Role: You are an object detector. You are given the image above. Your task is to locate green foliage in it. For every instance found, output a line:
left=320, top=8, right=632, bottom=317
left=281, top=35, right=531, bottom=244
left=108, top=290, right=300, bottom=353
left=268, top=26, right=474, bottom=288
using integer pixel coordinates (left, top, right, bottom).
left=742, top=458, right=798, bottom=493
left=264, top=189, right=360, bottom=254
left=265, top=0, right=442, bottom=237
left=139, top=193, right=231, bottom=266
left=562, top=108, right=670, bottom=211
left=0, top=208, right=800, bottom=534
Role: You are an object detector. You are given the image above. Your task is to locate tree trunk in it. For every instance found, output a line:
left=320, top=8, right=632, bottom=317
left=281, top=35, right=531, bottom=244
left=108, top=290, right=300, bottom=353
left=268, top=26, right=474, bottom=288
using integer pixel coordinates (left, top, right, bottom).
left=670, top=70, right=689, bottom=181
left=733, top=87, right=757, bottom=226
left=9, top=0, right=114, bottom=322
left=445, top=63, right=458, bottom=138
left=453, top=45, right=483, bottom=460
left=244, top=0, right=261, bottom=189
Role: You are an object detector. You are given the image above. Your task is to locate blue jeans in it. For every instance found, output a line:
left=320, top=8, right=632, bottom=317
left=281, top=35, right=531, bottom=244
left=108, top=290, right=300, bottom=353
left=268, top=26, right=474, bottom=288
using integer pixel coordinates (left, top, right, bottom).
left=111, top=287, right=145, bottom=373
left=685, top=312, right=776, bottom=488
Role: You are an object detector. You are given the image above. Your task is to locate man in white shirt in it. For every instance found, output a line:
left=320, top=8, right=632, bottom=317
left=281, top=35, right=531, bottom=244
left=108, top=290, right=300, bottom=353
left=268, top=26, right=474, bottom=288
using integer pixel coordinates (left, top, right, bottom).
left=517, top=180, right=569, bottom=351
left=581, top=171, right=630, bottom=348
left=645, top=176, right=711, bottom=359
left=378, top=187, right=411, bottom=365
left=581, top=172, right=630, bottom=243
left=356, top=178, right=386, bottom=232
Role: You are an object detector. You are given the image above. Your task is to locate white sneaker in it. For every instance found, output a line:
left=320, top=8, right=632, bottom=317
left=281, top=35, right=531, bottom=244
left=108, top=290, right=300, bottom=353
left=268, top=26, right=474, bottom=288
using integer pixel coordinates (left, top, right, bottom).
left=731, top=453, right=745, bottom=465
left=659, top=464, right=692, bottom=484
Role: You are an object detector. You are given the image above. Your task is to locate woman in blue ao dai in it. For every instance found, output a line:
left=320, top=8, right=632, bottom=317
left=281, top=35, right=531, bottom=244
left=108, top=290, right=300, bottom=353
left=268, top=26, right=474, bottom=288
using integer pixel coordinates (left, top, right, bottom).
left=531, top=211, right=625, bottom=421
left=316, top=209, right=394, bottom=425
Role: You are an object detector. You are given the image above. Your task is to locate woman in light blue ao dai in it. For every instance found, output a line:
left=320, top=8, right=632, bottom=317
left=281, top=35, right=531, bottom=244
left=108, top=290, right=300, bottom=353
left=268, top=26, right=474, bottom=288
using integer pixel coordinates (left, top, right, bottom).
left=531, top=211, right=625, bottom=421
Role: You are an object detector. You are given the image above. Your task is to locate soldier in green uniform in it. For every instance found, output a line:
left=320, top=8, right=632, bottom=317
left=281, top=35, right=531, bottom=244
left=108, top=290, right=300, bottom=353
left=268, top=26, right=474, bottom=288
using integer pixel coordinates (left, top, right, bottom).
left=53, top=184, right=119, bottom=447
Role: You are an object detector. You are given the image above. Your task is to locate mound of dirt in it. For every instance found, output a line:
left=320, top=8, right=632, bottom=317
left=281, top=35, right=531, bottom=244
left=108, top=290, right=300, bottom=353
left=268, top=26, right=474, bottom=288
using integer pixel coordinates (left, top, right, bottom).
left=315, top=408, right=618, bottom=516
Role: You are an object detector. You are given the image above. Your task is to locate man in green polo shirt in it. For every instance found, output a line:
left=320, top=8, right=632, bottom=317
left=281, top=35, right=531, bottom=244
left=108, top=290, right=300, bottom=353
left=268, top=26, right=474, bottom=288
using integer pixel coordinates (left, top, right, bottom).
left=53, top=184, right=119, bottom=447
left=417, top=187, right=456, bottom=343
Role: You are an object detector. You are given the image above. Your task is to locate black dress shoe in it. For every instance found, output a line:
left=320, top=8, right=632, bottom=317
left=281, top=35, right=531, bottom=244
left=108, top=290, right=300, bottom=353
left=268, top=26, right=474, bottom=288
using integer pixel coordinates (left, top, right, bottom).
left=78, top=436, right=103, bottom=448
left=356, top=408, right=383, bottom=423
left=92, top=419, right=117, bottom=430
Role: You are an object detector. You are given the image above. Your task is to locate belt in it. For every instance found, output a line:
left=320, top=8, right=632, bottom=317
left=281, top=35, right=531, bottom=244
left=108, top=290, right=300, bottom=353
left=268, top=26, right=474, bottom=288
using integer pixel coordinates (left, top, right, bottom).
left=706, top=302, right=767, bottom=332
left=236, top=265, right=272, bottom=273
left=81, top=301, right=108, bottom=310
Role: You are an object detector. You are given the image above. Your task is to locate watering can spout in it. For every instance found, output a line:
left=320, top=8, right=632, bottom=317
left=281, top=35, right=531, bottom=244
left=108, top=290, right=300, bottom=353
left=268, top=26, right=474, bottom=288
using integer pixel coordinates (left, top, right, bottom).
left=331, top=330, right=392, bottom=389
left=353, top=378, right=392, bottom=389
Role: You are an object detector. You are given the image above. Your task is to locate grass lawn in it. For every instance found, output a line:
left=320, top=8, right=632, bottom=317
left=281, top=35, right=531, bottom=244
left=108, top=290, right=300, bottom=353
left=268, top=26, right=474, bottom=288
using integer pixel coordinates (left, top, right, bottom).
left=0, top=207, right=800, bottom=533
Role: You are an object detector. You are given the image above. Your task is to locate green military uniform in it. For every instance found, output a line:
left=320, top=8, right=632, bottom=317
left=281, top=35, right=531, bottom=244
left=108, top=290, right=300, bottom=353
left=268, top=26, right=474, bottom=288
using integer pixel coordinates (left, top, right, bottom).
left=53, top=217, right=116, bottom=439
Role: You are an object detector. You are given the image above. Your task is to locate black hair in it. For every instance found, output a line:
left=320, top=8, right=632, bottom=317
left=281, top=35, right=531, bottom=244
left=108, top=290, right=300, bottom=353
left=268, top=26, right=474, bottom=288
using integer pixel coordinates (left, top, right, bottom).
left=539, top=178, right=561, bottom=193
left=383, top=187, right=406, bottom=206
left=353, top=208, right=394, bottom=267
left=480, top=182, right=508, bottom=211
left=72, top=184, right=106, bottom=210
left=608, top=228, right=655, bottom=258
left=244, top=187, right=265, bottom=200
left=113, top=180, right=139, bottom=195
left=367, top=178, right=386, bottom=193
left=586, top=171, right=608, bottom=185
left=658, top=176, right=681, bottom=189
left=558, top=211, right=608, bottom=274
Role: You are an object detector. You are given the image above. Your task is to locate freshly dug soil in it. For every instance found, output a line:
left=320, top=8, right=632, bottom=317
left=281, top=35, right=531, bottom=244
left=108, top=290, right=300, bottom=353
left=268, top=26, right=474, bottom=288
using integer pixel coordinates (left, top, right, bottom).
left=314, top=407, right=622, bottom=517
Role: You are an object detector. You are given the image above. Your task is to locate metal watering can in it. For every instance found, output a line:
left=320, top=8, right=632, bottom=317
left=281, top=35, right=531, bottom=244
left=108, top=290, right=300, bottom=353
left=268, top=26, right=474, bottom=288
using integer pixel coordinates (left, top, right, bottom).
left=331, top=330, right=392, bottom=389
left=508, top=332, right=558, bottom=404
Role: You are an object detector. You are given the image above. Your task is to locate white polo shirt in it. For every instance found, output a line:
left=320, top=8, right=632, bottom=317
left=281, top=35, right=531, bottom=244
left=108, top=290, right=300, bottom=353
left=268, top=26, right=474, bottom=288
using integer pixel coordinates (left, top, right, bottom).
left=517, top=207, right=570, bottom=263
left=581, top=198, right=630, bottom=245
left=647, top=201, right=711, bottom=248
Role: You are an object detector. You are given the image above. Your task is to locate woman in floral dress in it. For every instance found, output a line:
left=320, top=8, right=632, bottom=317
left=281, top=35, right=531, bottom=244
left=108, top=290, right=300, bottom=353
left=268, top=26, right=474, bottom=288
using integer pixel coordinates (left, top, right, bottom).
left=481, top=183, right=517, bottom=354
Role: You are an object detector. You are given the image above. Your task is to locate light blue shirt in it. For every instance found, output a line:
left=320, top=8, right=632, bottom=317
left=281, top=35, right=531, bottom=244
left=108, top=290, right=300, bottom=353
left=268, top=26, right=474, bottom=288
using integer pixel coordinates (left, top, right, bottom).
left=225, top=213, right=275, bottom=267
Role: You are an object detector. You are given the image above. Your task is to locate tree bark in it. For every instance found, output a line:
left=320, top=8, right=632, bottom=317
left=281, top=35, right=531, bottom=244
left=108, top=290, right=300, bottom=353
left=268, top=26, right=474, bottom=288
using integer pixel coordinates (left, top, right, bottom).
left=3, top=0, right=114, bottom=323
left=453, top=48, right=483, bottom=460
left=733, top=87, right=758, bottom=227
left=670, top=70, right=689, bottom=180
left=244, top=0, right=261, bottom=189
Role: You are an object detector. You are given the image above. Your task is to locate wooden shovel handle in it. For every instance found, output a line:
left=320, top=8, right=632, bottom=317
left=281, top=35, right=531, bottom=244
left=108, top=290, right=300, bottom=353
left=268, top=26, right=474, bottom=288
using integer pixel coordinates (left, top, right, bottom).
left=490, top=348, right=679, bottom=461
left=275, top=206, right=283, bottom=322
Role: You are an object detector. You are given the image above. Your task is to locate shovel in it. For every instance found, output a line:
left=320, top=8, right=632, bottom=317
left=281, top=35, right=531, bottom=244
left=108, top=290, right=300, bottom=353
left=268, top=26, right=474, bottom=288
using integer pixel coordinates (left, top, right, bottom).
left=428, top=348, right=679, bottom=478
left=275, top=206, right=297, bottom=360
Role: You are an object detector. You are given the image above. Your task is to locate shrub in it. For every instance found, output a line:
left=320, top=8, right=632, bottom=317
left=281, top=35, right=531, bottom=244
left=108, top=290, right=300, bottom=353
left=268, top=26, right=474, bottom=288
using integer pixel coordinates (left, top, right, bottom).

◆ ◆ ◆ ◆

What to produce
Quote the entries above verbatim, from the line that contains "locate black dress" through the line that contains "left=92, top=419, right=117, bottom=430", both lines included.

Response
Role: You are an object detector. You are given the image above. Your task is to locate black dress shoe in it. For every instance found, output a line:
left=320, top=8, right=632, bottom=317
left=281, top=35, right=531, bottom=244
left=108, top=290, right=300, bottom=353
left=268, top=26, right=474, bottom=288
using integer pixel coordinates (left, top, right, bottom).
left=78, top=436, right=103, bottom=448
left=356, top=408, right=383, bottom=423
left=92, top=419, right=117, bottom=430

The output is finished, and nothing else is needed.